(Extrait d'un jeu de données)
↓↓↓

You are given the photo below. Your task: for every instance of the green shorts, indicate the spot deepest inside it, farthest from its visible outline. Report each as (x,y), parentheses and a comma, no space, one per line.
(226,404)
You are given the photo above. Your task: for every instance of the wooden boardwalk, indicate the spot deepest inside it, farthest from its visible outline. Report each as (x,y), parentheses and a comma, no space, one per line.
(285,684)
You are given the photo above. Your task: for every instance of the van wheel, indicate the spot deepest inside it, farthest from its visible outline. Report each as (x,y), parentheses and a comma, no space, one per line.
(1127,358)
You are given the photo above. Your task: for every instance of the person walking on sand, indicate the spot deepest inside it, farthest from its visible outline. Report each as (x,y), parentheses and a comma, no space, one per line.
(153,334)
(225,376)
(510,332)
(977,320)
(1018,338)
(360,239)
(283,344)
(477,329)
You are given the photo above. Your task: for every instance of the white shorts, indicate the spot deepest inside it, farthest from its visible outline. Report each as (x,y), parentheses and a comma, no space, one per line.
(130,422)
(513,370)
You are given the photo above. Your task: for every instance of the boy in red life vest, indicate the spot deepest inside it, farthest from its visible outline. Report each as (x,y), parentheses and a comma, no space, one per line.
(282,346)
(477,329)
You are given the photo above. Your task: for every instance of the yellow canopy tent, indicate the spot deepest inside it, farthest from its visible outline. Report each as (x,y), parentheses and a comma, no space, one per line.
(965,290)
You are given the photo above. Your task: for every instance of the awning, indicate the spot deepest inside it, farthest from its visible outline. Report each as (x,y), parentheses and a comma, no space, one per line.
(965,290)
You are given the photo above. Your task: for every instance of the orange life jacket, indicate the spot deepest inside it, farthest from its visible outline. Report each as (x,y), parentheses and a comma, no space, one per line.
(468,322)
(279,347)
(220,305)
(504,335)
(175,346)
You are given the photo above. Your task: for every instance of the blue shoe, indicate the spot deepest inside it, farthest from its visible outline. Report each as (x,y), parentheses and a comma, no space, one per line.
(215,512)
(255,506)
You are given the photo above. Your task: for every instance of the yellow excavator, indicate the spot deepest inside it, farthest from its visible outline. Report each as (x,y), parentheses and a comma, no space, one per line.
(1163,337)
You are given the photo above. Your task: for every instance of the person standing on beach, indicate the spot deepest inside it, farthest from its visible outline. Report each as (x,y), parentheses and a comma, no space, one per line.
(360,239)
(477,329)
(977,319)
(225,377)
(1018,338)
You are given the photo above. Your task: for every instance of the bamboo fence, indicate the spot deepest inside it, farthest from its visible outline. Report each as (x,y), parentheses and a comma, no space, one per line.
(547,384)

↑↑↑

**EXERCICE COURT**
Recopiez toutes les entrées ci-dessus en remplaçant « spot » par « point », sans rien modifier d'autre.

**RÉSULTAT FINAL**
You are given the photo below. Your task: for every instance of the green shorts, indicate the point deepest inside it, farthest from its visible outline. Report each as (x,y), parentheses and a comma, no space, one per line.
(226,404)
You are given the photo above. Your task: for every instance of the wooden boardwalk, indicate the point deepest inside it, farthest from its visible outline. Report each as (x,y), parentheses and a comma, no space, one per line.
(285,684)
You are given the photo above. Your task: for every instance of the van wheel, indicate the point deepest inside it, farthest from its visible outline. Report each as (x,y), parentheses and a comma, no space, one per line.
(1127,358)
You are given the photo above. Your task: for every instance of the person walking on sand, indicate the point deepest inside it, farthest from its visible outline. Report each as (x,y), parentheses and a comma, no space, one per line.
(153,334)
(225,376)
(510,332)
(977,320)
(1018,338)
(360,239)
(283,344)
(477,329)
You are given the photo above. Your task: for every instance of the white shorts, indicate the point deepest inside it, farthest from its visible outline. Report each as (x,y), parentheses and a comma, no space, one per line.
(130,422)
(513,370)
You are given the photo above. Your task: for every instance of the boy in red life vest, indicate the point deepest inside it, farthest from its visible outline. Report each as (x,y), parentheses and a comma, no space, one per line.
(282,346)
(477,329)
You are given the photo above. Your task: for every instance of the yellow canopy tent, indicate the point deepest inside it, farthest from its visible outline. Report each as (x,y), parentheses and a comma, no space, one per line.
(965,290)
You are given the photo above. Your task: for every instance of the awning, indicate the point deepest inside it, farthest from its visible outline. Report each as (x,y), parentheses and a comma, no space, one per line.
(965,290)
You are given the photo above. Your task: for every instance of the orange life jacket, indicate the point deepest inside it, farthest from its visible outline. Report each as (x,y), parentheses and a comma, no space, one per line.
(468,322)
(279,347)
(220,305)
(504,335)
(175,346)
You are given the photo above. Your task: for every instance of the blue shoe, indicate the point deepest inside it, farthest from its visible outline. Report each as (x,y), parentheses and a comma, no space, one per line.
(215,512)
(255,506)
You are given the photo above. Your task: for every instance of the yellow excavator, indicate the point deepest inside it, farthest from its visible outline. Report each as (x,y), parentheses and a comma, no space, one per line.
(1163,337)
You are given the photo above. Your task: for every instance of the person standing on beach, indicate the point deepest inside it, farthest from its visible outline. Report each as (x,y), parentheses and a comma, no space, one per line.
(360,239)
(477,329)
(977,319)
(225,377)
(1018,338)
You are given the photo above. Your task: for every instance of the bamboo fence, indicate the point deepest inside it, farthest from its visible outline. Report each as (x,y), parentheses and a comma, no space, one per line.
(547,384)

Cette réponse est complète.